### TASK GOAL
If a record holds a picture, leave the picture out and copy everything else exactly.

INPUT RECORDS section start

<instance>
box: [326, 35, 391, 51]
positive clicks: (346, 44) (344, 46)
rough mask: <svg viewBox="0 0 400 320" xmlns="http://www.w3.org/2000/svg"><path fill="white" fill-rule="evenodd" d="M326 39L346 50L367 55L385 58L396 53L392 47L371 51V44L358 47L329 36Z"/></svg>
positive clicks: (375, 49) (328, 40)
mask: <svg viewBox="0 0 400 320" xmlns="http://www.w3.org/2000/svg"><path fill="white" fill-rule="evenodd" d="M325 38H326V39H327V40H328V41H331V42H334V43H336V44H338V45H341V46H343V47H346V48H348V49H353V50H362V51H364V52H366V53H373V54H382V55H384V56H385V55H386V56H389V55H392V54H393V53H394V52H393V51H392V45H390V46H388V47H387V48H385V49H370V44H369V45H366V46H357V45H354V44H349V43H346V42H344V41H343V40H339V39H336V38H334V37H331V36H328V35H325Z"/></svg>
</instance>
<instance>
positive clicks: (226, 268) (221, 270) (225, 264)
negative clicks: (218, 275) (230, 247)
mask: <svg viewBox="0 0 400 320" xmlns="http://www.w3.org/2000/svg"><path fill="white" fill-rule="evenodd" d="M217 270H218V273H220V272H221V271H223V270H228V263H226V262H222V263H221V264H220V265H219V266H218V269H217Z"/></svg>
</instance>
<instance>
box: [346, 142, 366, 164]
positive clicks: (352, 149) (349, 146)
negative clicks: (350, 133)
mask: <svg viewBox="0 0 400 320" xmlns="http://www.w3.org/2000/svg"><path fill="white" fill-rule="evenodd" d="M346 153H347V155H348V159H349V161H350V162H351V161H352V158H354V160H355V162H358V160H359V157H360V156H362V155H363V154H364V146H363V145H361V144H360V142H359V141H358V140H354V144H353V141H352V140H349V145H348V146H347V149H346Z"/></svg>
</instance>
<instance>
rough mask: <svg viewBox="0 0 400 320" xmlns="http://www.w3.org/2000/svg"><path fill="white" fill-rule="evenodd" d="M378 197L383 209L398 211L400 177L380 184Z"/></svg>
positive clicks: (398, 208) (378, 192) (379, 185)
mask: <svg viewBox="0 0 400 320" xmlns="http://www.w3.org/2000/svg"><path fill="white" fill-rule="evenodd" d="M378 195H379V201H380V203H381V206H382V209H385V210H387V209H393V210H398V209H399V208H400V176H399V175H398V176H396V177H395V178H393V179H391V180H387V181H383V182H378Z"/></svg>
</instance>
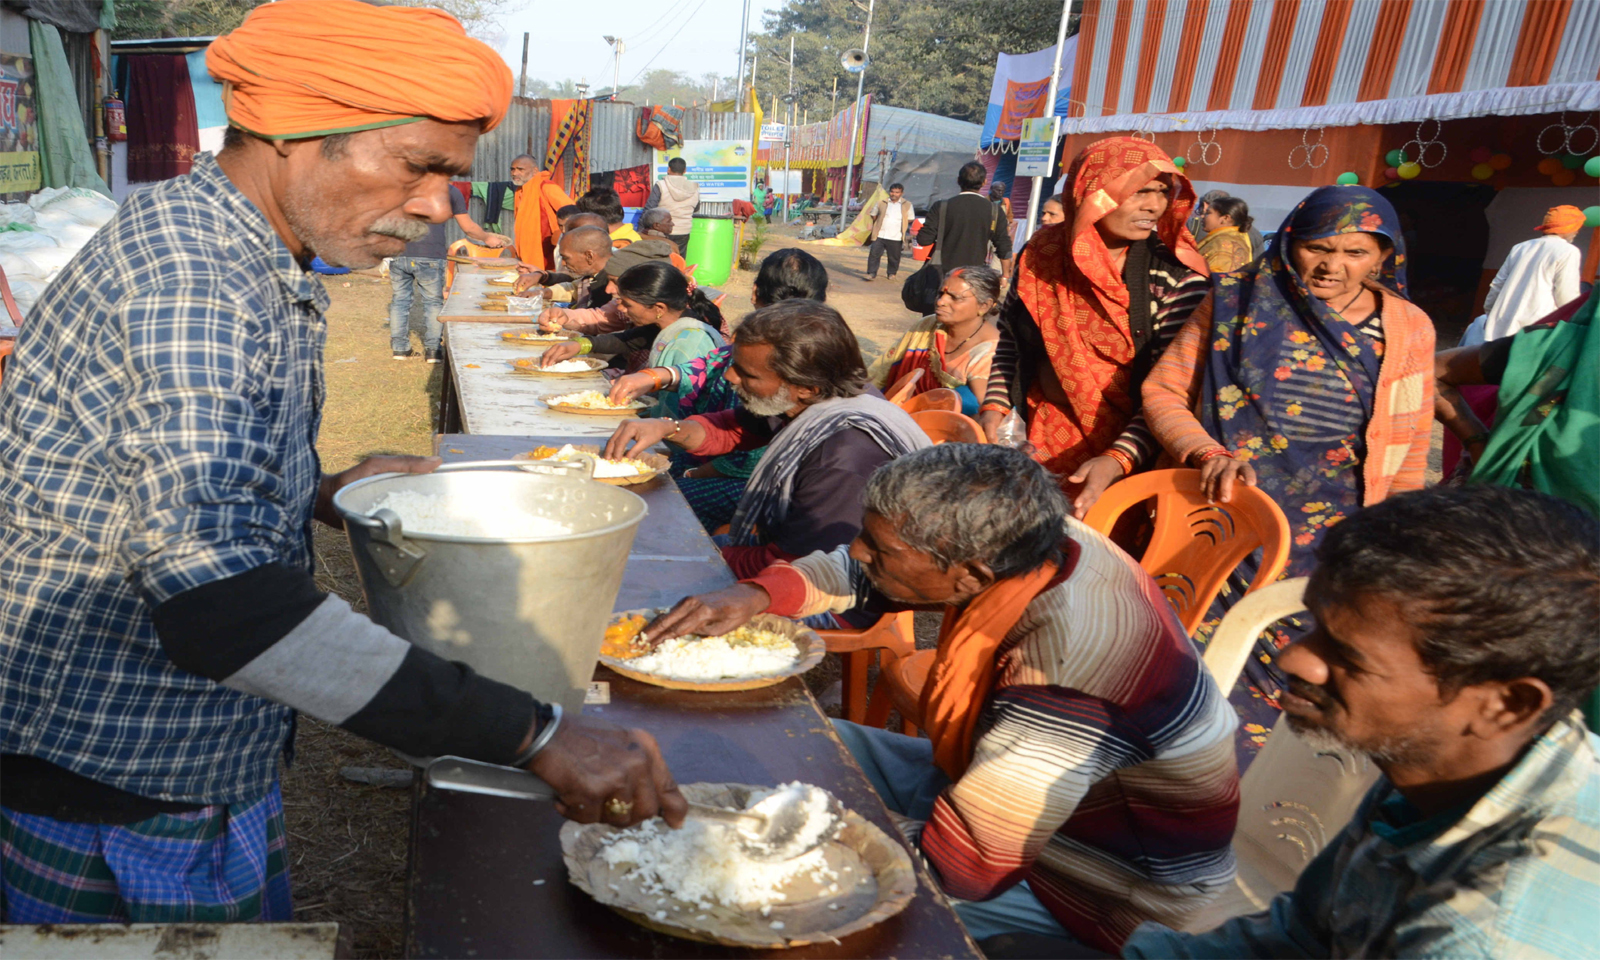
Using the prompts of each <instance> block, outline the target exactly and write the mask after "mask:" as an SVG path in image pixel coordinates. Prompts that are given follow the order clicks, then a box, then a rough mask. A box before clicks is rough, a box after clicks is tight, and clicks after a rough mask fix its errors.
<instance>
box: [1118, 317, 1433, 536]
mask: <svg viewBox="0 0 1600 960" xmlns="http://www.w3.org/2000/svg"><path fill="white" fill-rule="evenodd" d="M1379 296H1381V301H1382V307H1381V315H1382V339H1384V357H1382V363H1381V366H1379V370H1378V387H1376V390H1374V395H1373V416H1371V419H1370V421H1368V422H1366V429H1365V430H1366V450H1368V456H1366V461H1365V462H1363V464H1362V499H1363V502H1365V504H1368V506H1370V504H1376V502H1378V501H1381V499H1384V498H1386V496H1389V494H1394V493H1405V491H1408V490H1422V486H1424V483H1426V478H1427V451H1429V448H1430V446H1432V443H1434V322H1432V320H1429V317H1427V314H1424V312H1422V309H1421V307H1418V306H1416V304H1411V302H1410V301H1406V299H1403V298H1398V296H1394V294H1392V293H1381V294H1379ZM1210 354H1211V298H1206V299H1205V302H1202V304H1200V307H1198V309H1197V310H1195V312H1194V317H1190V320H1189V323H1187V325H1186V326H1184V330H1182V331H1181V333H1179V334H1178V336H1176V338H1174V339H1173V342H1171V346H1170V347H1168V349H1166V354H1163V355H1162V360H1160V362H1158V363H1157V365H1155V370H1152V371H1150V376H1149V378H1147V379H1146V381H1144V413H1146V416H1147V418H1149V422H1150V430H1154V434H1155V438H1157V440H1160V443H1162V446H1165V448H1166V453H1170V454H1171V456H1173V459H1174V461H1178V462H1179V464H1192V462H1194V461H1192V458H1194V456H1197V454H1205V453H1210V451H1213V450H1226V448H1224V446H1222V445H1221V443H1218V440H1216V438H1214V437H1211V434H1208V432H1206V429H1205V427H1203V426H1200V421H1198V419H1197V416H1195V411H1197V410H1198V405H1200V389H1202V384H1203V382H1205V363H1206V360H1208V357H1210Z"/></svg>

INPUT RECORDS section end

### RESULT
<instance>
box: [326, 35, 391, 51]
positive clicks: (346, 44) (344, 46)
rough mask: <svg viewBox="0 0 400 320" xmlns="http://www.w3.org/2000/svg"><path fill="white" fill-rule="evenodd" d="M326 39L346 50L367 55L385 58L396 53L392 47L371 51V44L358 47L329 36Z"/></svg>
positive clicks: (375, 49) (328, 40)
mask: <svg viewBox="0 0 400 320" xmlns="http://www.w3.org/2000/svg"><path fill="white" fill-rule="evenodd" d="M325 38H326V39H327V40H328V41H331V42H334V43H336V44H338V45H341V46H343V47H346V48H348V49H353V50H362V51H364V52H366V53H373V54H382V55H384V56H385V55H386V56H389V55H392V54H393V53H394V52H393V51H392V45H390V46H388V47H387V48H385V49H370V44H369V45H366V46H357V45H354V44H349V43H346V42H344V41H343V40H339V39H336V38H334V37H331V36H328V35H325Z"/></svg>
</instance>
<instance>
positive clicks: (226, 268) (221, 270) (225, 264)
negative clicks: (218, 275) (230, 247)
mask: <svg viewBox="0 0 400 320" xmlns="http://www.w3.org/2000/svg"><path fill="white" fill-rule="evenodd" d="M217 270H218V273H220V272H221V271H223V270H228V263H226V262H222V263H221V264H220V265H219V266H218V269H217Z"/></svg>
</instance>
<instance>
box: [346, 142, 366, 164]
positive clicks: (352, 149) (349, 146)
negative clicks: (350, 133)
mask: <svg viewBox="0 0 400 320" xmlns="http://www.w3.org/2000/svg"><path fill="white" fill-rule="evenodd" d="M346 153H347V155H348V159H349V161H350V162H351V161H352V158H354V160H355V162H358V160H359V157H360V156H362V155H363V154H364V146H363V145H361V144H360V142H359V141H358V140H354V144H353V141H352V140H349V145H348V146H347V149H346Z"/></svg>
</instance>
<instance>
rough mask: <svg viewBox="0 0 400 320" xmlns="http://www.w3.org/2000/svg"><path fill="white" fill-rule="evenodd" d="M378 197L383 209L398 211L400 177L380 184Z"/></svg>
positive clicks: (398, 208) (378, 192) (379, 185)
mask: <svg viewBox="0 0 400 320" xmlns="http://www.w3.org/2000/svg"><path fill="white" fill-rule="evenodd" d="M378 195H379V201H380V203H381V206H382V209H385V210H387V209H393V210H398V209H399V208H400V176H399V175H398V176H396V177H395V178H393V179H391V180H387V181H383V182H378Z"/></svg>
</instance>
Using the prompts of each <instance> block, outline the target exactly and write the mask after "mask:" as an SVG path in image pixel coordinates. Prompts that are given follow the order clicks, then a box, then a rough mask. A box before clicks is rough, a box after clicks is tight, and clicks after a rough mask fix its errors.
<instance>
box: [1118, 317, 1433, 536]
mask: <svg viewBox="0 0 1600 960" xmlns="http://www.w3.org/2000/svg"><path fill="white" fill-rule="evenodd" d="M1379 296H1381V301H1382V307H1381V315H1382V339H1384V357H1382V363H1381V366H1379V370H1378V387H1376V390H1374V395H1373V416H1371V419H1370V421H1368V422H1366V429H1365V430H1366V450H1368V456H1366V461H1365V462H1363V464H1362V499H1363V502H1365V504H1368V506H1370V504H1376V502H1378V501H1381V499H1384V498H1386V496H1389V494H1394V493H1405V491H1408V490H1422V486H1424V483H1426V478H1427V451H1429V448H1430V446H1432V443H1434V322H1432V320H1429V317H1427V314H1424V312H1422V309H1421V307H1418V306H1416V304H1411V302H1410V301H1406V299H1403V298H1398V296H1394V294H1392V293H1381V294H1379ZM1210 354H1211V298H1206V299H1205V302H1202V304H1200V307H1198V309H1197V310H1195V312H1194V317H1190V320H1189V323H1187V325H1186V326H1184V330H1182V331H1181V333H1179V334H1178V336H1176V338H1174V339H1173V342H1171V346H1170V347H1168V349H1166V354H1163V355H1162V360H1160V362H1158V363H1157V365H1155V370H1152V371H1150V376H1149V378H1147V379H1146V381H1144V413H1146V416H1147V418H1149V422H1150V430H1154V434H1155V438H1157V440H1160V443H1162V446H1165V448H1166V453H1170V454H1171V456H1173V459H1174V461H1178V462H1179V464H1192V462H1194V461H1192V458H1194V456H1197V454H1205V453H1210V451H1213V450H1226V448H1224V446H1222V445H1221V443H1218V440H1216V438H1214V437H1211V434H1208V432H1206V429H1205V427H1203V426H1200V421H1198V419H1197V416H1195V411H1197V410H1198V405H1200V389H1202V384H1203V382H1205V363H1206V360H1208V357H1210Z"/></svg>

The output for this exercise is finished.